Hi,

I'm working on a cross-platform audio engine [1], and have got language bindings for a number of languages now. While Python isn't a language I use, I know it's got some degree of popularity and it'd be nice to open up the functionality of my engine to Python folks, if they're interested in using it.

Now, excuse me while I waffle about Perl. In Perl, I can use Perl XS to write an extension in C. It sorts out all the makefiles, provides a tool to convert my XS module into pure C that will compile natively, and then prepares a standard Perl module that loads up my C functions and lets me just call them. Then I can drop a nice OO wrapper around them and it's all done.

Before I go down the C line, can Python do non-blocking bi-directional pipe communication in a cross-platform compatible way? Assuming not, I imagine I need to take the same stance as I did with Perl and do a C extension. Has anyone here done that before? (Does anyone here want to do it again? ) I guess I should go RTFM, but any advice as to how easy/hard this is to do with Python and general guidance would be appreciated.

» **Dataset excerpts**:
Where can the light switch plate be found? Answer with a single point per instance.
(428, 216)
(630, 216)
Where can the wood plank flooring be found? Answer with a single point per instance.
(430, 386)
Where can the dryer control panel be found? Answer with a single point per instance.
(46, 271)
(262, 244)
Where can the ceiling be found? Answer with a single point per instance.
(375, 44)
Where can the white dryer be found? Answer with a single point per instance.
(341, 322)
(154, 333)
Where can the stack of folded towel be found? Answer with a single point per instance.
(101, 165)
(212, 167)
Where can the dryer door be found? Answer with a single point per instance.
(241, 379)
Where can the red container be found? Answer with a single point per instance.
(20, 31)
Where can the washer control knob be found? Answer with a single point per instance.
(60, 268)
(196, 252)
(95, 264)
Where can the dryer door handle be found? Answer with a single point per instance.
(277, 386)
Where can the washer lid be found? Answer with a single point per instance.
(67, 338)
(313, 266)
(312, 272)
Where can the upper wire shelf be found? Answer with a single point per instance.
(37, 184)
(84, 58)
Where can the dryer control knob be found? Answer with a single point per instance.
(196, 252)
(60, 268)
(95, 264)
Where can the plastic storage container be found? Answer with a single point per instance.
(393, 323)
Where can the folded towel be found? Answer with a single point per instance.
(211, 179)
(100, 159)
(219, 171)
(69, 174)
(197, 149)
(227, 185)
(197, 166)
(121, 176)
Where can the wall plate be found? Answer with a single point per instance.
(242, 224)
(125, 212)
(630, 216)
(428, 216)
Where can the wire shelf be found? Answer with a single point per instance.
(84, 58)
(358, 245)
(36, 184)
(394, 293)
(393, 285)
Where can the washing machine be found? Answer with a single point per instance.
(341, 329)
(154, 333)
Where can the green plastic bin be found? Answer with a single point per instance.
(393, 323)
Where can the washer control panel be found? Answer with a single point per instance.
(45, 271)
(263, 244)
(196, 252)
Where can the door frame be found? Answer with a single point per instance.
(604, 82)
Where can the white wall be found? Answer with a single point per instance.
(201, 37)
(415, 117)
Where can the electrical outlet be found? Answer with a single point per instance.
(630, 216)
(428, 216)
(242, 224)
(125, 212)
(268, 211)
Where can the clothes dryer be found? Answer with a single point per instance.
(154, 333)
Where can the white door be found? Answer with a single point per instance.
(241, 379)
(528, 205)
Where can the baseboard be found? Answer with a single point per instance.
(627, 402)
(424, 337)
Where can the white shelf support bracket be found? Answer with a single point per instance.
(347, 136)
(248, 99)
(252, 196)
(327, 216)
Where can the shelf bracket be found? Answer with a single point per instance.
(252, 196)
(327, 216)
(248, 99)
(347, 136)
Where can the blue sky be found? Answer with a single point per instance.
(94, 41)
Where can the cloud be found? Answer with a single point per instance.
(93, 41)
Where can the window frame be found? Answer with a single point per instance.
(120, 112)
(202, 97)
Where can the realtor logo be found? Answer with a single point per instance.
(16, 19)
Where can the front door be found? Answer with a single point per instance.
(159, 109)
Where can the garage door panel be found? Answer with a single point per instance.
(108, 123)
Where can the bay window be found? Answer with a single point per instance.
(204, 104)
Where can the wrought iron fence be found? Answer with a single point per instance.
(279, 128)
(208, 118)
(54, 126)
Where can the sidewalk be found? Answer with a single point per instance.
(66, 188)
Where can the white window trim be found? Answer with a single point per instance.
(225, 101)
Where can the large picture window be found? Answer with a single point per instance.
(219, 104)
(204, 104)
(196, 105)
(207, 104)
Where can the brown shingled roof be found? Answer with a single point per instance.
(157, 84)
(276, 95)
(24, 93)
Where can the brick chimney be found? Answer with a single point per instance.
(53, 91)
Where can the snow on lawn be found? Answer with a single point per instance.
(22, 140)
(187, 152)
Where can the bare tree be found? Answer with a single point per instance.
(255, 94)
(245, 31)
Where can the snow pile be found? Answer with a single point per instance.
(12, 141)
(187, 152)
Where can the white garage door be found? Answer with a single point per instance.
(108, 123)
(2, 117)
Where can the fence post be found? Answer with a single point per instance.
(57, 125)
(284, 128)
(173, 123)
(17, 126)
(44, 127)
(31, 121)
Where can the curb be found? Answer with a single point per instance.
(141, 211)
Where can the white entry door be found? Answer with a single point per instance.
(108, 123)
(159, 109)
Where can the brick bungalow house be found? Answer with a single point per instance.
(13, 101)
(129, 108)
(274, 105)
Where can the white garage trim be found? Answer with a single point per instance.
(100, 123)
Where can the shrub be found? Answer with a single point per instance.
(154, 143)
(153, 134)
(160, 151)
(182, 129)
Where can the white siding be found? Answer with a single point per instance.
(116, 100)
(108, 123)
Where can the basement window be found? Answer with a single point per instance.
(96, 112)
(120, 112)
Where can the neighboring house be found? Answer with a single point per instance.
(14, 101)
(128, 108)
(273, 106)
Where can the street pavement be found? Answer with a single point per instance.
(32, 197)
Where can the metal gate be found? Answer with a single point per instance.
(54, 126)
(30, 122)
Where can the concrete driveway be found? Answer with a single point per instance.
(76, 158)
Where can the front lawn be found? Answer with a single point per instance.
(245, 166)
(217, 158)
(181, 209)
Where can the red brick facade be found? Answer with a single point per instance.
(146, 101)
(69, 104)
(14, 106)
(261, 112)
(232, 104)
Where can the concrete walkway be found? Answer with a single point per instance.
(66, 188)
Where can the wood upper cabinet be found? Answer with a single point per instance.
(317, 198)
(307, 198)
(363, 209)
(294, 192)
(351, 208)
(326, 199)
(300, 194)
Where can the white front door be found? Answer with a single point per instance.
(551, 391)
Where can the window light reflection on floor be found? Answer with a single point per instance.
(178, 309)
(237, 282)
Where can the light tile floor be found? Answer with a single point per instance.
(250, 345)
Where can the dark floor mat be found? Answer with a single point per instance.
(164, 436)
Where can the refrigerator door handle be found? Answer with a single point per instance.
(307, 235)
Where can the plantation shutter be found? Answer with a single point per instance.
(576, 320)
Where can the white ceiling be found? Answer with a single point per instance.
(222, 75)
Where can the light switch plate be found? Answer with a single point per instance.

» **What to do**:
1 – From the forum post above, quote the passage that begins with the words "Now, excuse me" and ends after the words "it's all done.", reproducing it word for word.
2 – Summarize the forum post about Python bindings in two sentences.

» **Correct answers**:
1 –
Now, excuse me while I waffle about Perl. In Perl, I can use Perl XS to write an extension in C. It sorts out all the makefiles, provides a tool to convert my XS module into pure C that will compile natively, and then prepares a standard Perl module that loads up my C functions and lets me just call them. Then I can drop a nice OO wrapper around them and it's all done.

2 – The writer is building a cross-platform audio engine with bindings for several languages and would like to open its functionality to Python users, having previously used Perl XS to write a C extension for Perl. They ask whether Python can do non-blocking bi-directional pipe communication in a cross-platform way and, assuming it cannot, request advice on how easy or hard a C extension for Python would be.